## [Text segment]
____________________

A joint team of Dartmouth and Dartmouth-Hitchcock researchers from the departments of engineering, radiation oncology, and surgery have developed a method of delivering radiation therapy that reduces damage to healthy tissue while maintaining its efficacy against tumors.

To achieve this, the team converted a standard linear accelerator (LINAC) to a FLASH ultra-high-dose rate radiation therapy beam. The work, entitled “Electron FLASH Delivery at Treatment Room Isocenter for Efficient Reversible Conversion of a Clinical LINAC,” is newly published online in International Journal of Radiation Oncology, Biology & Physics.

The exceptionally high dose rate is 3,000 times higher than normal therapy treatment. Instead of treatment over 20 seconds, an entire treatment is completed in 6 milliseconds, giving the therapy its nickname, “FLASH.”

“These high dose rates have been shown to protect normal tissues from excess damage while still having the same treatment effect on tumor tissues, and may be critically important for limiting radiation damage in patients receiving radiation therapy,” says Brian Pogue, the MacLean Professor of Engineering at Dartmouth, Co-Director of the Norris Cotton Cancer Center (NCCC) Translational Engineering in Cancer Research Program, and co-author of the project.

While the team awaits news of potential funding from the National Institutes of Health (NIH), early pilot funding from NCCC and Dartmouth's Thayer School of Engineering allowed for prototyping of the converted LINAC. Pre-clinical testing of the beam began in August and has already provided key data on its potential for different tumor plans.

“This is the first such beam in New England and on the east coast, and we believe it is the first reversible FLASH beam on a clinically used LINAC where the beam can be used in the conventional geometry with patients on the treatment couch,” says Pogue.

The FLASH beam is currently being used in preclinical studies and the research group has expanded to involve physicians in clinical radiation oncology and dermatology, designing what they hope will be the first human safety trial with FLASH radiotherapy at Dartmouth-Hitchcock, treating patients’ advanced skin lesions that cannot be removed surgically.

In addition to Pogue, the project was led by Rongxiao Zhang, Adjunct Assistant Professor of Engineering; Petr Bruza, Assistant Professor of Engineering; and David Gladstone and P. Jack Hoopes, both Adjunct Professors of Engineering. Work was also done by Dartmouth engineering PhD candidates and first authors Ronny Rahman and Ramish Ashraf, and Dartmouth-Hitchcock engineers Lawrence Thompson and Chad Dexter.

____________________

## [What is needed]
Condense the paragraph of the FLASH radiation therapy article that begins "While the team awaits news" into a short bulleted list of its main facts.

____________________

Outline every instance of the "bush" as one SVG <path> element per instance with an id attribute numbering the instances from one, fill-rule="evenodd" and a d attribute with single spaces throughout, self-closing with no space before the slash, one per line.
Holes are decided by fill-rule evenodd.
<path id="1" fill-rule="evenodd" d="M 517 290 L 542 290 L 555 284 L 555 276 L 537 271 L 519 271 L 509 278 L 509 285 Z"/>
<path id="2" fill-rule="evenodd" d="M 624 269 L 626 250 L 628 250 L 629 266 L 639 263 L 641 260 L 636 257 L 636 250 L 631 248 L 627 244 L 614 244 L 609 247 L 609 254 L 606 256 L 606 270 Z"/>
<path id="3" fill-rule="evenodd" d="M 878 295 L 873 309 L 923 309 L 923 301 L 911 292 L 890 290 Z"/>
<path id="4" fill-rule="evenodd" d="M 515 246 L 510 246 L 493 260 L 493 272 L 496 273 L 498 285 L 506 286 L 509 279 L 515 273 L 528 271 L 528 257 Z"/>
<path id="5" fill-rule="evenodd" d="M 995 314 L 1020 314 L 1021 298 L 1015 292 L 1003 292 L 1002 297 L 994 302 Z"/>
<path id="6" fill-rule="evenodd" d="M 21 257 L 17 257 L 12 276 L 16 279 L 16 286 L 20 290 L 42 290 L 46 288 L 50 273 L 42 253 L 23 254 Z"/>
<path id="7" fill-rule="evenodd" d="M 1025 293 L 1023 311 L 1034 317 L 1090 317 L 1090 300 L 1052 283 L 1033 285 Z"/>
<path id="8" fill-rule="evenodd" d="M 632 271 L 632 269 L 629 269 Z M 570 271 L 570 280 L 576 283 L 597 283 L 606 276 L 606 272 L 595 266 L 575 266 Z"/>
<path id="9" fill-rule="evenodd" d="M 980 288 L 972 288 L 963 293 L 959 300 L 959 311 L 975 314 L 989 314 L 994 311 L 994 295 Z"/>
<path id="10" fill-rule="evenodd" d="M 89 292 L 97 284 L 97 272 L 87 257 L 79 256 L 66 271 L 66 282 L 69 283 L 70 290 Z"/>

____________________

## [Written answer]
- The team is waiting to hear about potential funding from the National Institutes of Health (NIH).
- Early pilot funding from NCCC and Dartmouth's Thayer School of Engineering paid for prototyping the converted LINAC.
- Pre-clinical testing of the beam began in August.
- That testing has already provided key data on the beam's potential for different tumor plans.